**Questions to answer**
1) Using the Inis L. Claude biography below, decide whether each statement agrees with it. Answer yes or no for each, quoting the words from the text that settle it.
(a) Claude earned his PhD at Harvard in 1949.
(b) Claude's time at the University of Michigan ended in 1968.
(c) The Changing United Nations came out in 1957.
2) Answer these questions from the Inis L. Claude biography below.
(a) Where was Claude born?
(b) In what year did Claude move to the University of Delaware?
(c) Which of Claude's doctoral students does the text name?

**Source extract**
= Inis L. Claude =

American international relations and organizations scholar

Inis Lothair Claude Jr. (1922 – December 23, 2013) was a leading scholar in international relations and international organizations. He held academic positions in several universities, including University of Virginia, Harvard University, University of Delaware & the University of Michigan.

==Biography==
Claude was born in Yell County, Arkansas and completed his BA at Hendrix College in 1942. He served in the US army between 1942 and 1946. Then, he entered Harvard University and completed MA and PhD in 1947 & 1949 respectively. In 1943, he married his college sweetheart Marie Stapleton and they had two daughters and a son. He spent his final years of his life at Westminster Canterbury of the Blue Ridge, VA. One of his most notable books was The Changing United Nations, published in 1967 based on lectures delivered at the Graduate Institute of International Studies in Geneva and the National University of Mexico.

==Professorships==
Claude taught at Harvard University before moving to University of Delaware in 1957. He taught at University of Michigan from 1958 to 1968, then at University of Virginia from 1969 until his retirement in 1988. He was also a visiting professor at the Institute of Social Studies in The Hague & Hebrew University in Jerusalem. Among Professor Claude's doctoral students was Anthony Clark Arend.

(Photo-based referring expression data)
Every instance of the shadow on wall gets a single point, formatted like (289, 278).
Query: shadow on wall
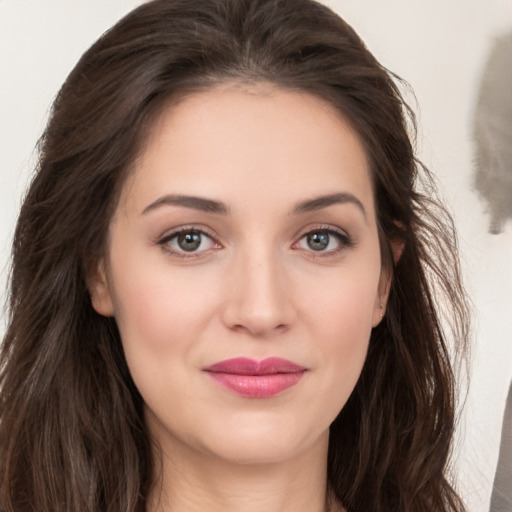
(492, 132)
(501, 500)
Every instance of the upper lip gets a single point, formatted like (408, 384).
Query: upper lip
(246, 366)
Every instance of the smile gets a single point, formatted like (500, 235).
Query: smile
(256, 379)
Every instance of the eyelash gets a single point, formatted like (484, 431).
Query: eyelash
(344, 240)
(164, 241)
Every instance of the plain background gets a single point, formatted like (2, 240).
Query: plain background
(439, 46)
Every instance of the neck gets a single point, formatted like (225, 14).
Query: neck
(194, 481)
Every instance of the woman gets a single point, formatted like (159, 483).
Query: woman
(222, 292)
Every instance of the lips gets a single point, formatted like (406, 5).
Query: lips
(256, 379)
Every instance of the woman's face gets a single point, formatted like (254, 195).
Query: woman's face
(244, 272)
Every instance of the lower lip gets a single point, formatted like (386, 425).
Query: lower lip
(257, 386)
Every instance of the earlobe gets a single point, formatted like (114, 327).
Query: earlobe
(99, 290)
(397, 248)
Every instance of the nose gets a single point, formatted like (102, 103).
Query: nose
(259, 296)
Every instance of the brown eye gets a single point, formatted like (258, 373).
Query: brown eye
(187, 241)
(326, 241)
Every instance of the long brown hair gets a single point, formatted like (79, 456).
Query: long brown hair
(72, 435)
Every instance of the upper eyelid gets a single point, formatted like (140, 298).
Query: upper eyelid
(170, 234)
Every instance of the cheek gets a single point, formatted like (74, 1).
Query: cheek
(159, 315)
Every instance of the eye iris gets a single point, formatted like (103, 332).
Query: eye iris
(189, 241)
(318, 241)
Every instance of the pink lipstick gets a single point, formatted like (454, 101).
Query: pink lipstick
(256, 379)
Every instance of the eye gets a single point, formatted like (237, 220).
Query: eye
(187, 241)
(324, 240)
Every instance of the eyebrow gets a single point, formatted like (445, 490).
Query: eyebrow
(320, 202)
(196, 203)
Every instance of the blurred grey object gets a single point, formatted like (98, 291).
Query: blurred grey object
(493, 134)
(501, 500)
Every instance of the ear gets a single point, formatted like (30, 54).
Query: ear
(379, 308)
(99, 290)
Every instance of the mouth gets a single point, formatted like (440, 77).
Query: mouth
(256, 379)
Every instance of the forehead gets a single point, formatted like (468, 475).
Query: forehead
(257, 142)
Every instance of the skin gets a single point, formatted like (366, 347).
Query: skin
(254, 288)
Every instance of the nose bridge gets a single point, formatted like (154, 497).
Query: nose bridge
(260, 302)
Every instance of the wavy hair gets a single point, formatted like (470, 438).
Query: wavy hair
(72, 434)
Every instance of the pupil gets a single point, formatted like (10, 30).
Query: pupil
(318, 241)
(189, 241)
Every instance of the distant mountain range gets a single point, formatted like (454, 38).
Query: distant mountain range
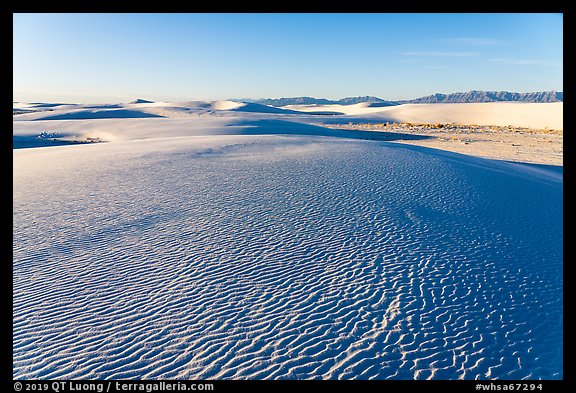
(473, 96)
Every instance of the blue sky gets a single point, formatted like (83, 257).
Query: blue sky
(118, 57)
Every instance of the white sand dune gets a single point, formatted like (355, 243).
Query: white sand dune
(254, 246)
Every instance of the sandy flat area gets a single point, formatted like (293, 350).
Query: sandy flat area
(501, 143)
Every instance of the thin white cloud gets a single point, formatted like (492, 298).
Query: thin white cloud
(510, 60)
(474, 41)
(439, 54)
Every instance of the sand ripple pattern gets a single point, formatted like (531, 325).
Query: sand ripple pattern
(282, 257)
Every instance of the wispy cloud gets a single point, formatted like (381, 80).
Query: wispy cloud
(440, 54)
(473, 41)
(510, 60)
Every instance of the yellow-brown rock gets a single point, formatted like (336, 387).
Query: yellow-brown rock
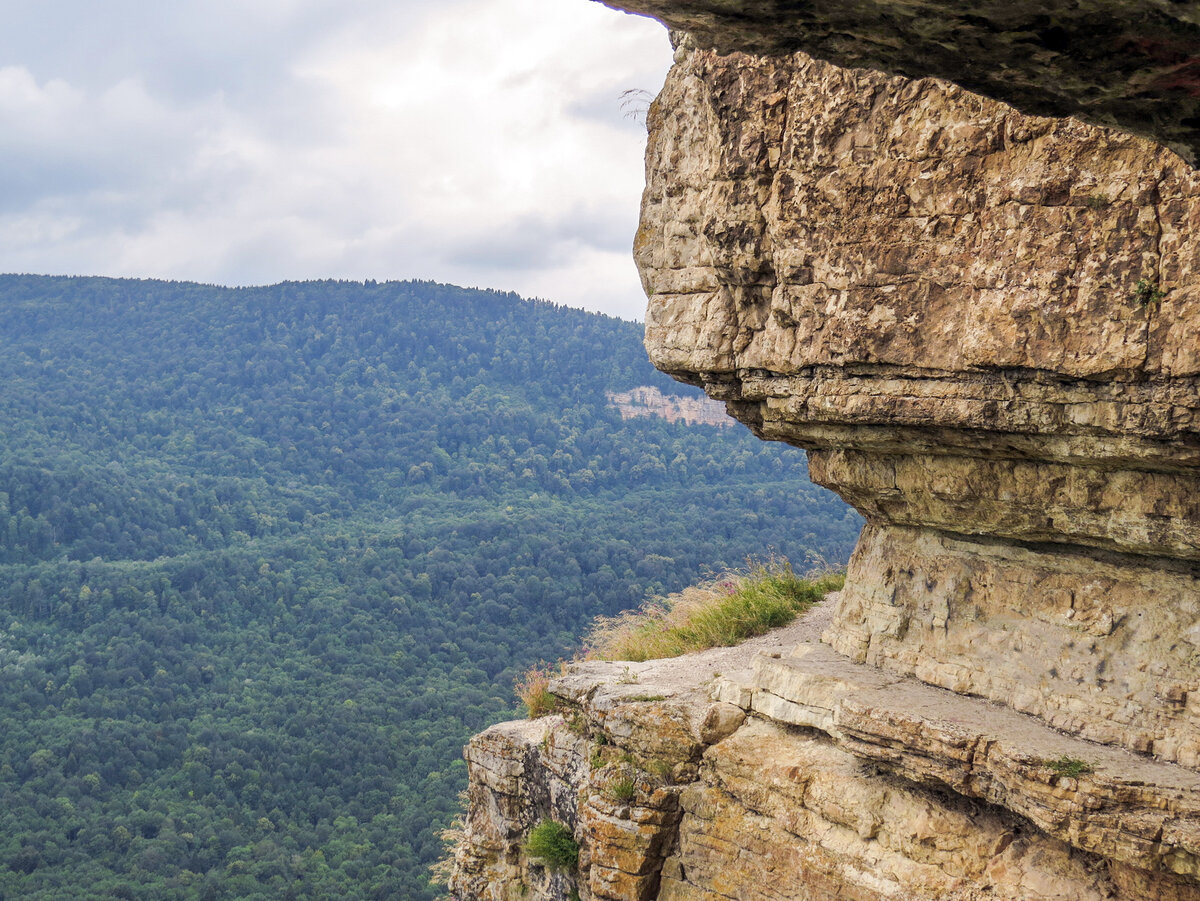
(984, 326)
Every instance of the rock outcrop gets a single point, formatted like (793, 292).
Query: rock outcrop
(984, 326)
(781, 770)
(1131, 64)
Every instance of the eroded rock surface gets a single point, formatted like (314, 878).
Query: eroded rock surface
(781, 769)
(1132, 64)
(985, 329)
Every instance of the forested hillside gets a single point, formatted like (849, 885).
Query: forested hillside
(269, 556)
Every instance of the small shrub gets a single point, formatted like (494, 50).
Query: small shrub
(719, 613)
(623, 790)
(1147, 292)
(553, 845)
(663, 769)
(533, 690)
(1067, 766)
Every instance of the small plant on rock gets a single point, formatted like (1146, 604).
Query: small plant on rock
(1069, 767)
(553, 844)
(623, 790)
(1147, 292)
(533, 690)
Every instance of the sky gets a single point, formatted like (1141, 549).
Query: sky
(246, 142)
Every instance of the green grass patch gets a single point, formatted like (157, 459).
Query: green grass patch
(553, 845)
(1066, 766)
(533, 690)
(623, 790)
(719, 613)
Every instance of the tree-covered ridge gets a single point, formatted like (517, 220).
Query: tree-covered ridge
(269, 556)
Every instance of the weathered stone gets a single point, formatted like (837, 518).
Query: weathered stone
(939, 296)
(898, 791)
(985, 329)
(1125, 62)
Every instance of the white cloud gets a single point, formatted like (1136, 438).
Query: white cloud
(477, 142)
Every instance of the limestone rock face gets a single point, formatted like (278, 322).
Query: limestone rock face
(783, 770)
(1132, 64)
(984, 326)
(985, 329)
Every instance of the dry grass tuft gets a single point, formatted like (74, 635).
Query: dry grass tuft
(724, 612)
(533, 690)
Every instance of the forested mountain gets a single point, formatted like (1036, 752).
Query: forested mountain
(269, 556)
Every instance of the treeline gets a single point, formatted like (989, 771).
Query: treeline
(268, 557)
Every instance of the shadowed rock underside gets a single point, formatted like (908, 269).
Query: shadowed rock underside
(984, 326)
(1128, 64)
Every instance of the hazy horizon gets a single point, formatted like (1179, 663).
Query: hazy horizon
(479, 143)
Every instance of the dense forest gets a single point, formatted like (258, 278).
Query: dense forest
(269, 556)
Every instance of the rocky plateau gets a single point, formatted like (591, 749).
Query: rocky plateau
(983, 324)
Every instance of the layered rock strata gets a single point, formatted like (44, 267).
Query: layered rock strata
(1132, 64)
(783, 770)
(984, 329)
(984, 326)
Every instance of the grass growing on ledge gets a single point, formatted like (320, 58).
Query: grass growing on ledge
(553, 845)
(533, 690)
(719, 613)
(1066, 766)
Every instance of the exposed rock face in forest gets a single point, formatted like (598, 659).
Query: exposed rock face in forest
(984, 326)
(984, 329)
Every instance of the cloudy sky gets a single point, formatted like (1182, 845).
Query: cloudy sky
(245, 142)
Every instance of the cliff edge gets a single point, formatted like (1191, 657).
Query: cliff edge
(984, 326)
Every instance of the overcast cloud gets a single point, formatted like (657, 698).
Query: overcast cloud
(475, 142)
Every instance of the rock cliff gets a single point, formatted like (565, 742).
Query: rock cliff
(984, 326)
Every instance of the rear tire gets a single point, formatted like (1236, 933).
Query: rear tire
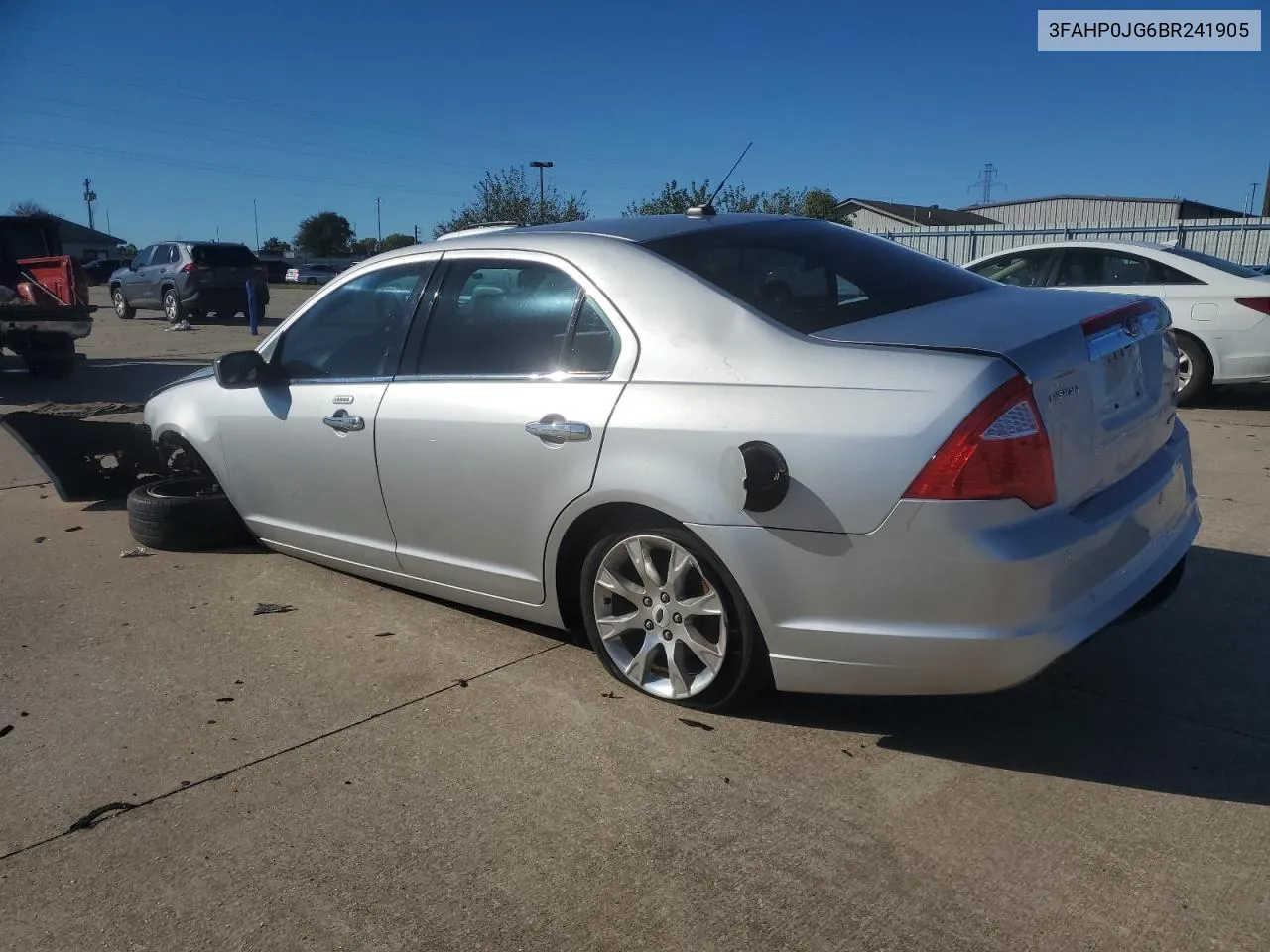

**Answers to the exercise**
1)
(a) Yes: "he entered Harvard University and completed MA and PhD in 1947 & 1949 respectively"
(b) Yes: "He taught at University of Michigan from 1958 to 1968"
(c) No: "published in 1967"

2)
(a) Yell County, Arkansas
(b) 1957
(c) Anthony Clark Arend